━━━━━ Supplied material

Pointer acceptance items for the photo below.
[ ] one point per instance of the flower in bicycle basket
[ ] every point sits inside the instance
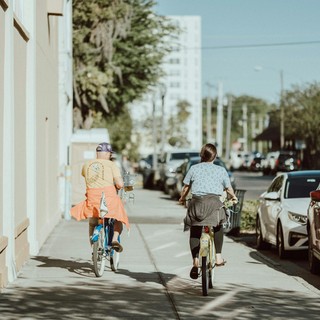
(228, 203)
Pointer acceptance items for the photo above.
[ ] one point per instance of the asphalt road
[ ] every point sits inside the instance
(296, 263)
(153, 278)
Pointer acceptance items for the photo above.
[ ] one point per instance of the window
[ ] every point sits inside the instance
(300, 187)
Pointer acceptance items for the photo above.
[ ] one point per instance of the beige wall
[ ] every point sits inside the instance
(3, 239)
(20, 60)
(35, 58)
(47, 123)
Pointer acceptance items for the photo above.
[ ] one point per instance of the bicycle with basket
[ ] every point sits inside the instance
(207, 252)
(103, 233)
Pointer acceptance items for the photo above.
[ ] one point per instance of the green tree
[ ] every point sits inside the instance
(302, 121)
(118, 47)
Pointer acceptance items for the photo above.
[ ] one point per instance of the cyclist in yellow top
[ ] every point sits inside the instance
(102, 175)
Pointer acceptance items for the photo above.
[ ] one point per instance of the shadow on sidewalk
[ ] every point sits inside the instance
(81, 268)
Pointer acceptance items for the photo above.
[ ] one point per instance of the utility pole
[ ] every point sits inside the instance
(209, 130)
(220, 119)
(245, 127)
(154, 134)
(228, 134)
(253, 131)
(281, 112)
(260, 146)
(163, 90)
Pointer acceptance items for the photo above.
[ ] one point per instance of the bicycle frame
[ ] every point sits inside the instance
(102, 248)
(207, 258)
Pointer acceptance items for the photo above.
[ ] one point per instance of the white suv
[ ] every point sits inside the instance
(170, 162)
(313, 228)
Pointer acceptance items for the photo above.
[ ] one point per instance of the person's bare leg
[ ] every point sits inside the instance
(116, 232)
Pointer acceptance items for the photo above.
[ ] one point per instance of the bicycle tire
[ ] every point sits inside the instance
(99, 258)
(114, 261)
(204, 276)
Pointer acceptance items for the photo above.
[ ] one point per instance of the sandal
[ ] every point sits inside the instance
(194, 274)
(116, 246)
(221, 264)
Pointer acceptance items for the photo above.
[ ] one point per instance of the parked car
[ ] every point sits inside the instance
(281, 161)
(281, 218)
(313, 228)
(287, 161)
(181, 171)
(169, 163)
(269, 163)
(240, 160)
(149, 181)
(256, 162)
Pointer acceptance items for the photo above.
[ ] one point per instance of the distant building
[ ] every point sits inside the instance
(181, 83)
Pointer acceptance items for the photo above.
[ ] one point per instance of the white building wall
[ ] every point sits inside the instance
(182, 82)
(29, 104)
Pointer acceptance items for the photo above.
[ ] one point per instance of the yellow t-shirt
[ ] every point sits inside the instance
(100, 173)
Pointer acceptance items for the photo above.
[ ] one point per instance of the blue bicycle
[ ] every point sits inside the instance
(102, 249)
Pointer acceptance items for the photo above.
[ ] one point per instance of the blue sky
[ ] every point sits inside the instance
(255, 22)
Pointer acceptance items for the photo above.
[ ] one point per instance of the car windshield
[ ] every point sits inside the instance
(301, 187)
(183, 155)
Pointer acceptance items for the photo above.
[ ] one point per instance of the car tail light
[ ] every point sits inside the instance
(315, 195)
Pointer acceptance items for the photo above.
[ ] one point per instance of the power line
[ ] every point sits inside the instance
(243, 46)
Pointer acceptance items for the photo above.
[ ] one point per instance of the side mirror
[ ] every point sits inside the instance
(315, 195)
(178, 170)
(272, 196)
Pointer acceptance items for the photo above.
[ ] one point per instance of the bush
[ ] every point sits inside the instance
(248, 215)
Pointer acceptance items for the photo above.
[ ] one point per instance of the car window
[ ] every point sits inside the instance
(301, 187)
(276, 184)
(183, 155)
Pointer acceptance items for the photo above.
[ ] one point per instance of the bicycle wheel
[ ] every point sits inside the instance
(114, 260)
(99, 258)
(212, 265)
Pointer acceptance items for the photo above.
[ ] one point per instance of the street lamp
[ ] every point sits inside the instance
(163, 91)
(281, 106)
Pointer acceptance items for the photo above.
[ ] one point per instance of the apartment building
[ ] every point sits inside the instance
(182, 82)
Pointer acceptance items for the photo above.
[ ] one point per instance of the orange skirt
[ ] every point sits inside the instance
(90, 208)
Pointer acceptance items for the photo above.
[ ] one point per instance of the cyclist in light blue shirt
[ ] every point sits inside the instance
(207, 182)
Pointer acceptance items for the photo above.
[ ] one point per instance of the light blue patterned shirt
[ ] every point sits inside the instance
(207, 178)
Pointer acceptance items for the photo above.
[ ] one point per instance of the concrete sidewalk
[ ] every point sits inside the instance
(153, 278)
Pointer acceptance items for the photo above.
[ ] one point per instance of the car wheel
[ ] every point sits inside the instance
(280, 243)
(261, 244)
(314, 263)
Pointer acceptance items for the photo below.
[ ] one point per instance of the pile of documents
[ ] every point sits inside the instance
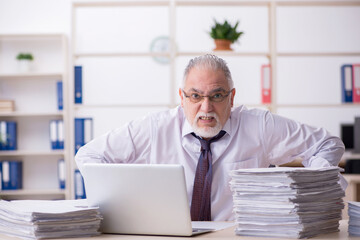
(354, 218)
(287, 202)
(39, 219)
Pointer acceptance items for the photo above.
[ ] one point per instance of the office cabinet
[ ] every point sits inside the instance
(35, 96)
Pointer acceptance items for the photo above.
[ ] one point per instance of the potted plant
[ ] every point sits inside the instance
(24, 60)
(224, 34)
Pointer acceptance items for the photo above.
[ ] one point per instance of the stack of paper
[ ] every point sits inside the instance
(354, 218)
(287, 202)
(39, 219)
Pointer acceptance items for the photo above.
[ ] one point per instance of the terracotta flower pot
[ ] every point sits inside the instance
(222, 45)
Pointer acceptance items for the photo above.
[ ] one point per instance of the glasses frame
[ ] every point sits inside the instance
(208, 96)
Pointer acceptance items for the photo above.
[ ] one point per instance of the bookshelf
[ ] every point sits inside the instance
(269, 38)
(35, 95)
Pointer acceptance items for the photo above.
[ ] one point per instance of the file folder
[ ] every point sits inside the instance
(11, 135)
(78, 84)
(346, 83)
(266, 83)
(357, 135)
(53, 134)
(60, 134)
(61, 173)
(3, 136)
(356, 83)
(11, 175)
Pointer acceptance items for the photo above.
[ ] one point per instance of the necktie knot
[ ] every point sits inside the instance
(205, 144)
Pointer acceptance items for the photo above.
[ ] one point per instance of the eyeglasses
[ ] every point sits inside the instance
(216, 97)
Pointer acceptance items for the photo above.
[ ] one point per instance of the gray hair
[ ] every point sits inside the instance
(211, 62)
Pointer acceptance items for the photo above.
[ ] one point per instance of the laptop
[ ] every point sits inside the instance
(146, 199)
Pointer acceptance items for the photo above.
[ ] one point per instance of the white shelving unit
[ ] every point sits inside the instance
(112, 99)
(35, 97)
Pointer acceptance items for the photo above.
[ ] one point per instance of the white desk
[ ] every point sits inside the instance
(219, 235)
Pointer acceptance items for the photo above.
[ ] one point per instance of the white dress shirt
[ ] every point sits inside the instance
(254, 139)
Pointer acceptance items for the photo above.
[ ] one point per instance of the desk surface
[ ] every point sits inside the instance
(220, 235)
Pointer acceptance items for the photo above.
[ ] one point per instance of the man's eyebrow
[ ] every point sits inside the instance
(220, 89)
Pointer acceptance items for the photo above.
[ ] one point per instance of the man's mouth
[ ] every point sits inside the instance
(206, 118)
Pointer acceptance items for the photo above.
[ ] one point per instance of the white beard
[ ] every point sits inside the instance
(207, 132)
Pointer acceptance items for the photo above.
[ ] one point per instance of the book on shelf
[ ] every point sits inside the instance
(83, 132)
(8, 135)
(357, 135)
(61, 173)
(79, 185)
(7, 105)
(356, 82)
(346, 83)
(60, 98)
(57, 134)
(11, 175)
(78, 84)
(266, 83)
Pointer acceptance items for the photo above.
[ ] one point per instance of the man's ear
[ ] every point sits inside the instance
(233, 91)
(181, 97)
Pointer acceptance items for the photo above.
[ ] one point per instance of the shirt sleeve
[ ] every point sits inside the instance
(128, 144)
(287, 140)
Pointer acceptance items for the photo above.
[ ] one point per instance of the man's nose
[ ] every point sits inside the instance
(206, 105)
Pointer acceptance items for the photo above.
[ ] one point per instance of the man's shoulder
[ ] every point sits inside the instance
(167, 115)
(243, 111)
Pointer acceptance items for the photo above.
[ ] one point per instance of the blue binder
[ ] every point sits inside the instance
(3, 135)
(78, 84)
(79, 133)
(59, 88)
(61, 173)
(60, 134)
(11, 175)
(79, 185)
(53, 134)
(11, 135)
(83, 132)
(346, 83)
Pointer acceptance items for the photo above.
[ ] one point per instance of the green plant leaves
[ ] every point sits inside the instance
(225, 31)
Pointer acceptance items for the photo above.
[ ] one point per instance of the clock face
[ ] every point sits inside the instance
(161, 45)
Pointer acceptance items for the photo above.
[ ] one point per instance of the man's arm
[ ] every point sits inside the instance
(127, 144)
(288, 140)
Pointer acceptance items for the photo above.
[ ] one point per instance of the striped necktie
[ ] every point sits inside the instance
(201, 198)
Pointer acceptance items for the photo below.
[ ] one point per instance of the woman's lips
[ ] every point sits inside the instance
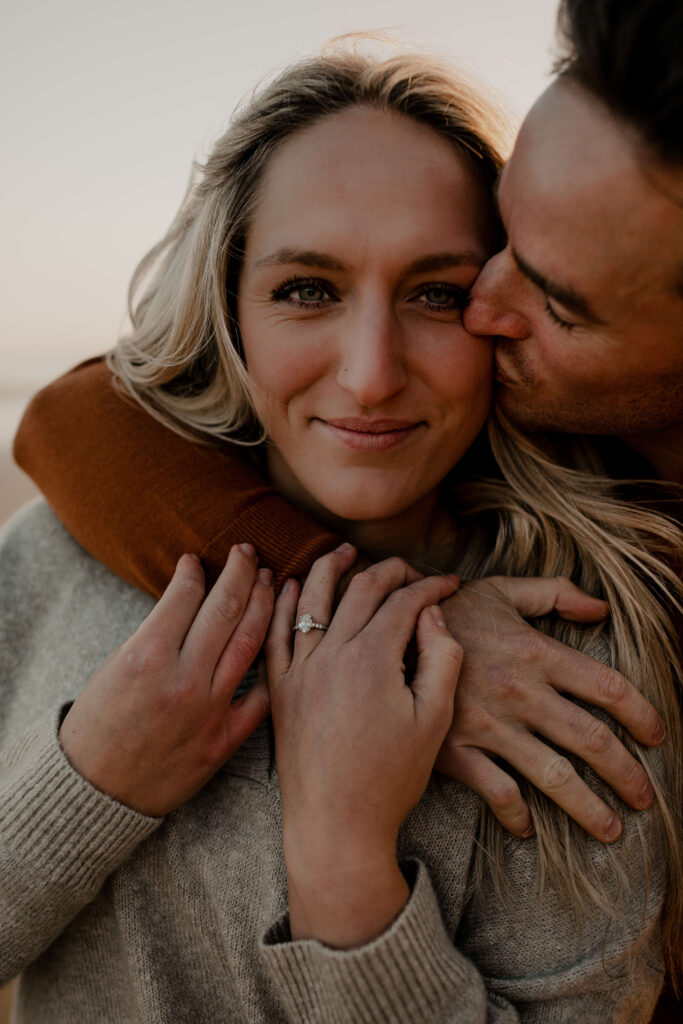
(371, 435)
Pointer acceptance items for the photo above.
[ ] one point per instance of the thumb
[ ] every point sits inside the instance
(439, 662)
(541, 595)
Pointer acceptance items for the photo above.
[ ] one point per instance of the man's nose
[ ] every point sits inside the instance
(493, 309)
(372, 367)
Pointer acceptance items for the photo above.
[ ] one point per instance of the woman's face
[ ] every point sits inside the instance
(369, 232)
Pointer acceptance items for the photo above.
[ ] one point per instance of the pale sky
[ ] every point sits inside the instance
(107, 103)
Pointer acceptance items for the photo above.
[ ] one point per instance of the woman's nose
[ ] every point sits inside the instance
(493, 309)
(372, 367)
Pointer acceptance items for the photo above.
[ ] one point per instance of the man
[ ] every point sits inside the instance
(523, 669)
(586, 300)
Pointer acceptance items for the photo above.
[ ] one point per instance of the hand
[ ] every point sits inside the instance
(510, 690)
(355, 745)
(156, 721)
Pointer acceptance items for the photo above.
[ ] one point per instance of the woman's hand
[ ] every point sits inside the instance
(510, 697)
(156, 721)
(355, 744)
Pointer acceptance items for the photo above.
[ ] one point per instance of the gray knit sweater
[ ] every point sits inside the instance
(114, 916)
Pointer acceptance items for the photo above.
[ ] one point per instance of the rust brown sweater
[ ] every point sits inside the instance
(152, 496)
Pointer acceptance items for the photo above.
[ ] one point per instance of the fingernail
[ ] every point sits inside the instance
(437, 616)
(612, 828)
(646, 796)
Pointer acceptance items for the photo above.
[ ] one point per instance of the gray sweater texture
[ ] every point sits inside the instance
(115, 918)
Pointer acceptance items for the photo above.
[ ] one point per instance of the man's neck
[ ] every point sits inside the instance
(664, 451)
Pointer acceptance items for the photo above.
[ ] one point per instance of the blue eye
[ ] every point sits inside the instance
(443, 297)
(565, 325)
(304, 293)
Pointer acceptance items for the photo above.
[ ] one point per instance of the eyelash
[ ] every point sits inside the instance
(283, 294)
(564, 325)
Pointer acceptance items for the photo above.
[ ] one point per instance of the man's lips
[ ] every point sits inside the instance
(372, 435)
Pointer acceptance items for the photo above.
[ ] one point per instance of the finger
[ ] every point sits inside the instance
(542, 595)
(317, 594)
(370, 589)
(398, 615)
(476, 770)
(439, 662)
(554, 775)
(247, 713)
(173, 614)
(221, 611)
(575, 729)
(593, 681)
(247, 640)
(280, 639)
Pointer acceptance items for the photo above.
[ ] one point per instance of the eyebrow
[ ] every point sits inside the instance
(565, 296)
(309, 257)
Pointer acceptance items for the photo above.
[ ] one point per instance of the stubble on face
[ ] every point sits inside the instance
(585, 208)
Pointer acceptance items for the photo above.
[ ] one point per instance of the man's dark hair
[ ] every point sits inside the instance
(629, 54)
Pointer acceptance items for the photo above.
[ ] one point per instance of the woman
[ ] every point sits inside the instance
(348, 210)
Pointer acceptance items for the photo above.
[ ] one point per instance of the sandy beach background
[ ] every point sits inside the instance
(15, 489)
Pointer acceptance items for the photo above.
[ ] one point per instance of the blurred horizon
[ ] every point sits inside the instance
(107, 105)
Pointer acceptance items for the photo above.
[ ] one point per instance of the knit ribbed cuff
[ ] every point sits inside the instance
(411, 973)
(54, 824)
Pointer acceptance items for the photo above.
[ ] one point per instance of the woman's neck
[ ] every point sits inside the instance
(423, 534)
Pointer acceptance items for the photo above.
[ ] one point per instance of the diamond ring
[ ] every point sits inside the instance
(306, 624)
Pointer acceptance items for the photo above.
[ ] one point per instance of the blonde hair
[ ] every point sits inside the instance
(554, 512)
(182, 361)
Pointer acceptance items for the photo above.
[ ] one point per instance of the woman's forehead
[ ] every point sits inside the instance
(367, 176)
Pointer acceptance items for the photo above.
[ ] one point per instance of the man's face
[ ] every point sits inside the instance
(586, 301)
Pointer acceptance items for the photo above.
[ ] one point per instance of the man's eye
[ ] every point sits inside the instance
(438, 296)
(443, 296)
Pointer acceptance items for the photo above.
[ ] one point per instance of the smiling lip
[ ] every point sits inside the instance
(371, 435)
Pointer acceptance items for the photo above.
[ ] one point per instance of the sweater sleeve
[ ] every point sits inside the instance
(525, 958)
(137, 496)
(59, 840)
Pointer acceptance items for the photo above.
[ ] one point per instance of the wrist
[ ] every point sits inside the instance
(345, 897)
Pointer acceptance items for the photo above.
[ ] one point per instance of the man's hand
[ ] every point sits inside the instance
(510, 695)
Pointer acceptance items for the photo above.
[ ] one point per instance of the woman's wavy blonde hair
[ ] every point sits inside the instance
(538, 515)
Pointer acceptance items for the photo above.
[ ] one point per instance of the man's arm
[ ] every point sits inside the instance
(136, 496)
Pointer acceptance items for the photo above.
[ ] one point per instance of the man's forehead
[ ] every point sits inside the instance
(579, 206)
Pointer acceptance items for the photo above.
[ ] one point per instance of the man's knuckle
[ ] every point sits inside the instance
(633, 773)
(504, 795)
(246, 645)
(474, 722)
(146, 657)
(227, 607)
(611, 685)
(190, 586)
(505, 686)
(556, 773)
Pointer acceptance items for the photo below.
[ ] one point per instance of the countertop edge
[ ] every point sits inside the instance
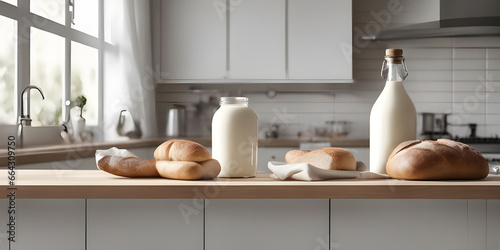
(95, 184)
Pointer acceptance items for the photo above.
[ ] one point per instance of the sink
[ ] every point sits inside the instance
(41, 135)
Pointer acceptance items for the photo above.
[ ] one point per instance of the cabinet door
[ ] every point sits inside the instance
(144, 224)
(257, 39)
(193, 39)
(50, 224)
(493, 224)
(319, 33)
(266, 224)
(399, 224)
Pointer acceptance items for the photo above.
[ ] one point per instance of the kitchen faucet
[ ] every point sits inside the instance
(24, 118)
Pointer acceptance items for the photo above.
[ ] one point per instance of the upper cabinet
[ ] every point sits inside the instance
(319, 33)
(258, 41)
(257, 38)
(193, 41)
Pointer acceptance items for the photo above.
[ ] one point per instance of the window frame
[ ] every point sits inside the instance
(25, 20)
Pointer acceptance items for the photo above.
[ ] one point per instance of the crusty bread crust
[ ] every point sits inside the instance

━━━━━━━━━━

Work to be completed
Find every line in the records that contains the word "light" and copy each one out. Treat case as significant.

Answer to this exercise
[ ] one point per instance of the car tail light
[ ] one point per instance of the cyclist in light blue shirt
[ ] one point per instance of the light blue patterned shirt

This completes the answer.